Object location annotation rows:
((
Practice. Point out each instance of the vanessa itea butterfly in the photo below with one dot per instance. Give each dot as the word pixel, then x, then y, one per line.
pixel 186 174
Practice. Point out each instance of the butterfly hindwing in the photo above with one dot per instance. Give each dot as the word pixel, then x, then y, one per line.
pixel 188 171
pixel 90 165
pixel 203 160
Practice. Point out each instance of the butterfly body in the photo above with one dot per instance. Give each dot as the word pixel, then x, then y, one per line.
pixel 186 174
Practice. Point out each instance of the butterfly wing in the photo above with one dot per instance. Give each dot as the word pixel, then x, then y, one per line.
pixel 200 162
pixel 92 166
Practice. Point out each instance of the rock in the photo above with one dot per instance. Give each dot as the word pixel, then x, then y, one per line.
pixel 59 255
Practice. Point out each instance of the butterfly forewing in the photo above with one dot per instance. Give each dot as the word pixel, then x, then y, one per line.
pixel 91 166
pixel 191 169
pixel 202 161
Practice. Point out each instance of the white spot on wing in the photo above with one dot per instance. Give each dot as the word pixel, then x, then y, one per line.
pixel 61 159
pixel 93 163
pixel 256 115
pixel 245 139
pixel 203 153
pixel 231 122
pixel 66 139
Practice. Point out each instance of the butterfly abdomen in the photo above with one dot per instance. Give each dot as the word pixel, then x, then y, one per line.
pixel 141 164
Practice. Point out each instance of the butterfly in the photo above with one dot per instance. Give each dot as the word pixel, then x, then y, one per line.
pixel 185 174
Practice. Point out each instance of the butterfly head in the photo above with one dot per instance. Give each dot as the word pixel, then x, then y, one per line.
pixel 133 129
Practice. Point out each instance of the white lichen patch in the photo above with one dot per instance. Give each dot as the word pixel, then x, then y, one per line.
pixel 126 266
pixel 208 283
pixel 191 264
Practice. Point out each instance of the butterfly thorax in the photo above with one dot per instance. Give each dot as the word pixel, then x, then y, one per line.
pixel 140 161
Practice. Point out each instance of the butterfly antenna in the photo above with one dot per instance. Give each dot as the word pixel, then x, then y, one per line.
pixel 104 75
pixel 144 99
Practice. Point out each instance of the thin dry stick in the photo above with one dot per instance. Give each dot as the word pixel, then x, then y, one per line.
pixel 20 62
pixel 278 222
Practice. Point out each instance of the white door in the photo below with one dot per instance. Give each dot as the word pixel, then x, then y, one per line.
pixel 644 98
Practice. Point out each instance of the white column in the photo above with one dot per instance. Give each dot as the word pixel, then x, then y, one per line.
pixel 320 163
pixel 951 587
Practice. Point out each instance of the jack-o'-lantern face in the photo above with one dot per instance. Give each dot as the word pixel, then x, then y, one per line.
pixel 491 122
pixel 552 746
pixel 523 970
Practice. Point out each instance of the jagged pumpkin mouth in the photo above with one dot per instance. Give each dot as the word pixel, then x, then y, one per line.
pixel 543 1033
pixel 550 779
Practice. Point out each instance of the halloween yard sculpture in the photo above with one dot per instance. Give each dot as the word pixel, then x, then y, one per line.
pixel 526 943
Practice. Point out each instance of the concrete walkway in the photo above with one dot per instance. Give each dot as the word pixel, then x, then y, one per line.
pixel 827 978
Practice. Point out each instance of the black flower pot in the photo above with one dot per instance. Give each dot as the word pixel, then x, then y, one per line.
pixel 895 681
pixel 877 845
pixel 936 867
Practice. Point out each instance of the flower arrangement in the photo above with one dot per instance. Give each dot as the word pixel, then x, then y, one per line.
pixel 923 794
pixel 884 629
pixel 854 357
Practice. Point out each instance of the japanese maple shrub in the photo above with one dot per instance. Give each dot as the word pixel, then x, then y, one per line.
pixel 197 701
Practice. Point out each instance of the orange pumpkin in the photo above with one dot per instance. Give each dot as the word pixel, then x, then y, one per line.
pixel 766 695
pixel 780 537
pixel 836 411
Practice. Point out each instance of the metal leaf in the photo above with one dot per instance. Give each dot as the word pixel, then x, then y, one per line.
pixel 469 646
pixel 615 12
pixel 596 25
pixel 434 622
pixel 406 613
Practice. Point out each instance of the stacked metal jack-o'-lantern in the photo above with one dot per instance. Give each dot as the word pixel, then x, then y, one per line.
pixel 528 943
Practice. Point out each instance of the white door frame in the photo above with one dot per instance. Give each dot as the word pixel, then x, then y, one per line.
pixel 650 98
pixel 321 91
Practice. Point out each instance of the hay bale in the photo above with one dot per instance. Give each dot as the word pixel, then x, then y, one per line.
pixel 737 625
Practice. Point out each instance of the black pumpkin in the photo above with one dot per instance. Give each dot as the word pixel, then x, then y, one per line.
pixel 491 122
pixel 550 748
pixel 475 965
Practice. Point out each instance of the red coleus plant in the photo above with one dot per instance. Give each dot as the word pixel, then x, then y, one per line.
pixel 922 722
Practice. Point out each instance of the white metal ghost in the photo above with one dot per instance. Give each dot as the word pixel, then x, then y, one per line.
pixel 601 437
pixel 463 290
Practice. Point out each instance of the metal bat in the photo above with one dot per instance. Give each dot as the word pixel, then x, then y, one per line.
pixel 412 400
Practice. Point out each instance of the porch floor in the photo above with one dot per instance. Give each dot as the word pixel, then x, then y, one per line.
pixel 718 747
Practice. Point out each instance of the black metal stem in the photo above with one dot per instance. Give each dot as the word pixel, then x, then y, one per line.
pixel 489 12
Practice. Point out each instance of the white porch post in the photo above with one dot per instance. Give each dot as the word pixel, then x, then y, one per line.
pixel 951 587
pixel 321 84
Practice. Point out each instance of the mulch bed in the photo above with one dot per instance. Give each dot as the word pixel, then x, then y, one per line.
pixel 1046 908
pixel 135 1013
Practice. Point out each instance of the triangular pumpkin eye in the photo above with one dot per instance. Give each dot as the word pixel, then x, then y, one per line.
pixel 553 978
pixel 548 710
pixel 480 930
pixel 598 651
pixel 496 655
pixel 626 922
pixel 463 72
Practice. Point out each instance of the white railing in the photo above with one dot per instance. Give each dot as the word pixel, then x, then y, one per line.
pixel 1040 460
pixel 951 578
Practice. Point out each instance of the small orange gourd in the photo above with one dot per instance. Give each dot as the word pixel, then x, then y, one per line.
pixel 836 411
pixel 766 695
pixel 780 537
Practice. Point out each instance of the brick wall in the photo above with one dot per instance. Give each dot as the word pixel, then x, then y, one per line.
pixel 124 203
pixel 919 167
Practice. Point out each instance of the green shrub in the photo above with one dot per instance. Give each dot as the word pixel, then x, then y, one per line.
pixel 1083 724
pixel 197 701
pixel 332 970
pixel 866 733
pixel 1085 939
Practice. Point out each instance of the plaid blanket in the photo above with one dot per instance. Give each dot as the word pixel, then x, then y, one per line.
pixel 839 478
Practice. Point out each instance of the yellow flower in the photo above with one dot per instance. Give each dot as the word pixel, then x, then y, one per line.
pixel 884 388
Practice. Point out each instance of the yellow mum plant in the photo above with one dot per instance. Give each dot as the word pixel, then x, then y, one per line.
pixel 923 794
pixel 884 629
))
→ WORK REQUIRED:
Recast every line of the rows above as a JSON list of strings, one string per line, with blank lines omitted.

→ FINISHED EXERCISE:
[
  "Practice. Point out each instance of the vanessa itea butterfly in the photo below with one dot per instance. Give each dot as the word pixel, then x, then y, one per line.",
  "pixel 186 174",
  "Practice. Point out each instance of the butterfly hindwing in the photo above with one dot per instance. Give each dot as the word pixel, then x, then y, one per line.",
  "pixel 188 171",
  "pixel 90 165",
  "pixel 203 160",
  "Practice. Point out each instance of the butterfly body in the photo above with one dot per instance. Give each dot as the word pixel, then x, then y, one per line.",
  "pixel 186 174",
  "Practice. Point out each instance of the butterfly wing in the photo above with one dot per instance. Give each dot as the word pixel, then x, then y, one per line.",
  "pixel 200 162",
  "pixel 92 166",
  "Practice. Point out each instance of the rock in the photo above with one dot per instance. Give each dot as the word pixel, then x, then y, one per line.",
  "pixel 59 255",
  "Practice. Point out each instance of the butterfly forewing in the photo above with one dot per instance. Give each dot as the word pixel, then x, then y, one per line.",
  "pixel 91 166",
  "pixel 191 169",
  "pixel 202 161",
  "Practice. Point out each instance of the white spot on wing in the photo above with one dot per instance. Give each dot as the word pixel, then x, then y, one per line.",
  "pixel 61 159",
  "pixel 93 163",
  "pixel 256 115",
  "pixel 245 139",
  "pixel 203 153",
  "pixel 231 122",
  "pixel 66 139",
  "Practice. Point out each instance of the butterfly abdomen in the photo above with one dot per instance. Give each dot as the word pixel, then x, then y, one per line.",
  "pixel 141 164",
  "Practice. Point out each instance of the butterfly in the photo above with one dot per instance. Give each dot as the word pixel, then x, then y, one per line.",
  "pixel 185 174",
  "Practice. Point out each instance of the butterfly head in the photo above with one dot per instance. Give each dot as the word pixel, then x, then y, one per line.",
  "pixel 133 129",
  "Practice. Point out each instance of the white lichen patch in the photo above with one dot per instance. Give each dot as the word pixel, then x, then y, one per line.",
  "pixel 126 266",
  "pixel 208 283",
  "pixel 191 264",
  "Practice. Point out each instance of the butterfly thorax in the photo above with one dot per instance. Give each dot as the word pixel, then x, then y, one per line.",
  "pixel 140 161",
  "Practice. Point out each instance of the butterfly antenna in the photo above with one dot per instance. Give each dot as the word pixel, then x, then y, one per line.",
  "pixel 104 75",
  "pixel 144 99",
  "Practice. Point out each instance of the thin dry stick in the photo above with one dot per instance. Give each dot as the word pixel, then x, then y, one per line.",
  "pixel 20 62",
  "pixel 278 222",
  "Practice. Point out each instance of the white door in the photo below with one dot per instance. Give each dot as the word pixel, then x, then y, one per line.",
  "pixel 644 98",
  "Practice. Point out each instance of the white column in the photo above with one dot per instance. Give each dot as the word pixel, then x, then y, one per line.",
  "pixel 320 163",
  "pixel 951 587",
  "Practice. Point out each instance of the jack-o'-lantern face in the photo above with one dot per instance. Give each dot as the word pixel, then x, then y, one per line.",
  "pixel 491 122",
  "pixel 552 746",
  "pixel 523 970",
  "Practice. Point out each instance of the jagged pumpkin mouth in the photo above with one dot per instance. Give each dot as the word pixel, then x, then y, one per line.",
  "pixel 543 1033",
  "pixel 550 779",
  "Practice. Point out each instance of the halloween yard sculpture in the photo above with one dot per instance. Give each dot as the word pixel, then x, then y, one per line.",
  "pixel 526 943",
  "Practice. Point out each instance of the concrete walkway in the photo above with one dot per instance. Give each dot as the word pixel, then x, then y, one per line.",
  "pixel 827 978",
  "Practice. Point out each instance of the black flower pot in the photo above with one dot per instance. Give each dot as the word pixel, then x, then y, one per line.",
  "pixel 895 681",
  "pixel 877 845",
  "pixel 936 867",
  "Practice. Point out each instance of the flower arrangement in the photo above with one dot per instance. Give each dot as the word pixel, then x, then y, one per line.",
  "pixel 923 794",
  "pixel 884 629",
  "pixel 854 357",
  "Practice. Point out each instance of the japanese maple shrub in the photo above with one dot per instance. Give each dot as the word pixel, then x, then y, one per line.",
  "pixel 197 701",
  "Practice. Point out each instance of the orange pumpkin in the photo above with one dot per instance. Give each dot as the word pixel, then x, then y, one per line.",
  "pixel 766 695",
  "pixel 780 537",
  "pixel 836 411",
  "Practice. Point out each instance of the metal leaf in the photo above with one dot per instance. Give each dot as the word pixel, then x, then y, one per line.",
  "pixel 469 646",
  "pixel 615 12",
  "pixel 596 25",
  "pixel 434 622",
  "pixel 406 613",
  "Practice. Point out each instance of the stacked metal jack-o'-lantern in the photo above with one dot per instance. Give each dot as the word pixel, then x, then y, one per line.",
  "pixel 528 943",
  "Practice. Point out each instance of the white door frame in the photo above with one dot per instance. Give each dot as the word pixel, then x, then y, one per line.",
  "pixel 650 98",
  "pixel 321 91",
  "Practice. Point out each instance of the hay bale in the photo above with one dot per instance. Give each dot as the word pixel, then x, then y, one per line.",
  "pixel 737 625",
  "Practice. Point out each instance of the black pumpkin in the photo above with one dot per instance. Give each dot as the word pixel, then x, then y, one per line.",
  "pixel 491 122",
  "pixel 550 748",
  "pixel 475 965",
  "Practice. Point out each instance of the red coleus plant in the photo above with one dot per instance. Give each dot as the word pixel, then x, then y, one per line.",
  "pixel 922 722",
  "Practice. Point out each instance of the white metal ghost in the photo above with one dot per instance. Give each dot as the word pixel, then x, then y, one per line.",
  "pixel 601 437",
  "pixel 463 290",
  "Practice. Point out each instance of the metal bat in the photo above with one dot per instance. Give each dot as the word pixel, then x, then y, one per line.",
  "pixel 412 400",
  "Practice. Point out each instance of the porch floor in the photo above with one dot per instance. Give each dot as the word pixel, then x, then y, one per line.",
  "pixel 718 747",
  "Practice. Point out each instance of the black metal stem in the photo above with one dot per instance. Give each dot as the word pixel, then x, then y, one per line.",
  "pixel 489 12",
  "Practice. Point out each instance of the white porch post in the photo above with one dot per instance. Give each dot as the word pixel, then x, then y, one per line.",
  "pixel 951 587",
  "pixel 321 84",
  "Practice. Point out each instance of the mulch bed in the photo above with one dot per instance. Give each dot as the word pixel, then x, then y, one per line.",
  "pixel 1046 908",
  "pixel 135 1013",
  "Practice. Point out each instance of the triangular pumpkin eye in the photo above with one dot per instance. Give each dot as the word pixel, then x, then y, one per line.",
  "pixel 553 978",
  "pixel 548 710",
  "pixel 480 930",
  "pixel 598 651",
  "pixel 496 655",
  "pixel 626 922",
  "pixel 463 72",
  "Practice. Point out each instance of the white railing in the photo above with one dot per instance. Give each dot as the word pixel, then x, then y, one per line.",
  "pixel 1040 460",
  "pixel 951 578",
  "Practice. Point out each instance of the small orange gourd in the photo above with one dot per instance. Give each dot as the word pixel, then x, then y, one per line.",
  "pixel 836 411",
  "pixel 766 695",
  "pixel 780 537",
  "Practice. Point out each instance of the brick wall in the photo above with one dot per instance. Give each dot as the word pixel, then x, then y, one per line.",
  "pixel 124 203",
  "pixel 919 167",
  "Practice. Point out each instance of the green shrub in the photo above with one dot per instance. Give each dot as the word pixel, then x, then y, one per line.",
  "pixel 1083 724",
  "pixel 197 701",
  "pixel 332 970",
  "pixel 866 733",
  "pixel 1085 939",
  "Practice. Point out each instance of the plaid blanket in the photo above with one dot per instance. Give each dot as the word pixel, then x, then y, one per line.",
  "pixel 839 478",
  "Practice. Point out each instance of the yellow flower in the photo above with one dot per instance. Give each dot as the word pixel, then x, then y, one per line.",
  "pixel 884 388",
  "Practice. Point out each instance of the yellow mum plant in the photo above with one dot per instance. Give each dot as the word pixel, then x, then y, one per line.",
  "pixel 923 794",
  "pixel 884 629"
]